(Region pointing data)

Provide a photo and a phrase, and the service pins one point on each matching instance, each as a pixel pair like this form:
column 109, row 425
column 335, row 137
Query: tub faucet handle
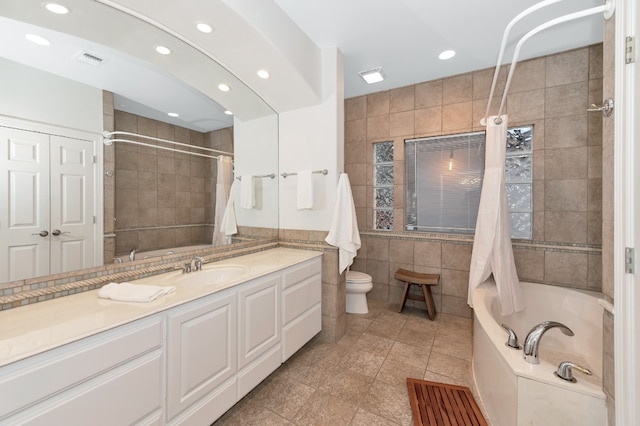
column 512, row 341
column 565, row 371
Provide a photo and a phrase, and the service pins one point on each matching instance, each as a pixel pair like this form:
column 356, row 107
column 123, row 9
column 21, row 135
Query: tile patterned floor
column 360, row 381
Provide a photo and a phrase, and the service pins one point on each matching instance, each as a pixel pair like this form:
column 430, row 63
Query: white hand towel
column 344, row 232
column 305, row 189
column 127, row 292
column 247, row 194
column 228, row 225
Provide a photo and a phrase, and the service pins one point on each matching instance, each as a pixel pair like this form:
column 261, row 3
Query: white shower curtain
column 492, row 250
column 223, row 187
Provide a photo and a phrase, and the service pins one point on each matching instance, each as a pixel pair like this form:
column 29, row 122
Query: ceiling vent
column 89, row 58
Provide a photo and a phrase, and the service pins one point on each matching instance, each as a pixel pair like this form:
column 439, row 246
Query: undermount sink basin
column 212, row 275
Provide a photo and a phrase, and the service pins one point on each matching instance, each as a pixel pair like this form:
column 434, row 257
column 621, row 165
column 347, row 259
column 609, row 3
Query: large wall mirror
column 101, row 69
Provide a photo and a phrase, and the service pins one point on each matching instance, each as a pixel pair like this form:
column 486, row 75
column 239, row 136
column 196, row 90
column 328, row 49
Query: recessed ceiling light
column 163, row 50
column 56, row 8
column 372, row 76
column 204, row 27
column 447, row 54
column 34, row 38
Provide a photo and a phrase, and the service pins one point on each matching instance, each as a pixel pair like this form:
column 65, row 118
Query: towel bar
column 323, row 171
column 270, row 176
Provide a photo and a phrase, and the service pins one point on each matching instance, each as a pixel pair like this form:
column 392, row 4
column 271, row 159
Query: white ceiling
column 403, row 36
column 406, row 36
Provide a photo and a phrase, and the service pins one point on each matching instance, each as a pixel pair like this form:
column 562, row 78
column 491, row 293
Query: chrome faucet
column 198, row 261
column 532, row 340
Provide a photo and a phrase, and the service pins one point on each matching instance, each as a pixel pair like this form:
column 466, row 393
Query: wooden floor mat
column 435, row 404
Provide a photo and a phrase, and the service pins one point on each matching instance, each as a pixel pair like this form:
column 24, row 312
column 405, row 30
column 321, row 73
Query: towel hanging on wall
column 223, row 189
column 247, row 192
column 344, row 232
column 305, row 190
column 228, row 224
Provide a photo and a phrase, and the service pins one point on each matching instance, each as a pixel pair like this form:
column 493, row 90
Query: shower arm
column 503, row 44
column 607, row 8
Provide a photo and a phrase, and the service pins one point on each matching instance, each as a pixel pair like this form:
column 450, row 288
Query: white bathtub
column 163, row 252
column 515, row 392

§ What to produce
Would you reproduce the records exactly as they stand, but without the pictures?

§ Written solution
Provide a photo and a phrase, and the service pins one point on each matching instance, each as a pixel pair like this form:
column 109, row 425
column 335, row 137
Query: tub faucet handle
column 512, row 341
column 565, row 371
Provide a photo and a phrase, and the service pins one point on each matching instance, each as a pixel pair like this form:
column 356, row 107
column 123, row 9
column 21, row 135
Query: tile patterned floor
column 360, row 381
Provide a photo and a phrase, and the service pins one point on each matching instance, each as a pixel pair like this form:
column 430, row 63
Query: white hand towel
column 344, row 232
column 305, row 189
column 127, row 292
column 247, row 194
column 228, row 225
Provide a photo and a phrase, and the service pins one point on each matching instance, each as a pixel pair like this form:
column 261, row 3
Query: white shower curtain
column 492, row 250
column 223, row 187
Provide a photo and a phrase, and the service pins one point on each matching instance, each as a pixel pair like this form:
column 29, row 122
Query: ceiling vent
column 89, row 58
Provide a photo and a phrase, and the service pins one point on each matching instance, each as a pixel pair like this form:
column 439, row 246
Query: undermount sink basin
column 212, row 275
Provide a photo and a phrase, and the service pins one point on each matching instance, each as a pixel pair like this form:
column 434, row 257
column 621, row 165
column 347, row 259
column 609, row 3
Query: large wall mirror
column 101, row 69
Provide a photo and a phrase, and the service pins one point on each matching instance, each as a pixel pair like this form:
column 486, row 75
column 239, row 136
column 196, row 90
column 328, row 49
Query: recessed ceiling light
column 163, row 50
column 56, row 8
column 372, row 76
column 204, row 27
column 447, row 54
column 34, row 38
Provide a photo and a phrase, and the service pins one point on each matching instance, each as a pixel pair like this form:
column 65, row 118
Query: towel bar
column 323, row 171
column 270, row 176
Provide a photo and a phrase, and the service pins one point on each matching instance, each as a pixel pair like this form:
column 392, row 4
column 271, row 159
Query: white ceiling
column 403, row 36
column 406, row 36
Provide a photo and a phrase, and the service pins one point on each matching instance, each as a pixel pair like this form:
column 562, row 78
column 491, row 293
Query: chrome faucet
column 198, row 261
column 532, row 340
Provide a photo and a phrase, and the service pins one point on each matching instance, each as a pixel pair like this form:
column 466, row 393
Query: wooden floor mat
column 435, row 404
Provide a photo and a phrase, and the service pins one point on each matching instance, each as a pixel pair like this form:
column 24, row 312
column 405, row 30
column 321, row 73
Query: towel hanging on wall
column 223, row 189
column 247, row 192
column 344, row 232
column 305, row 190
column 228, row 224
Provide a photo and a phrase, and the service pins one point on each matching instance, each as a pixel pair like this form:
column 493, row 90
Query: shower arm
column 503, row 44
column 607, row 8
Provide a photo and a phrase, and the service pins one point on each matching instance, each as a pixel pair like this form:
column 450, row 288
Query: white bathtub
column 163, row 252
column 515, row 392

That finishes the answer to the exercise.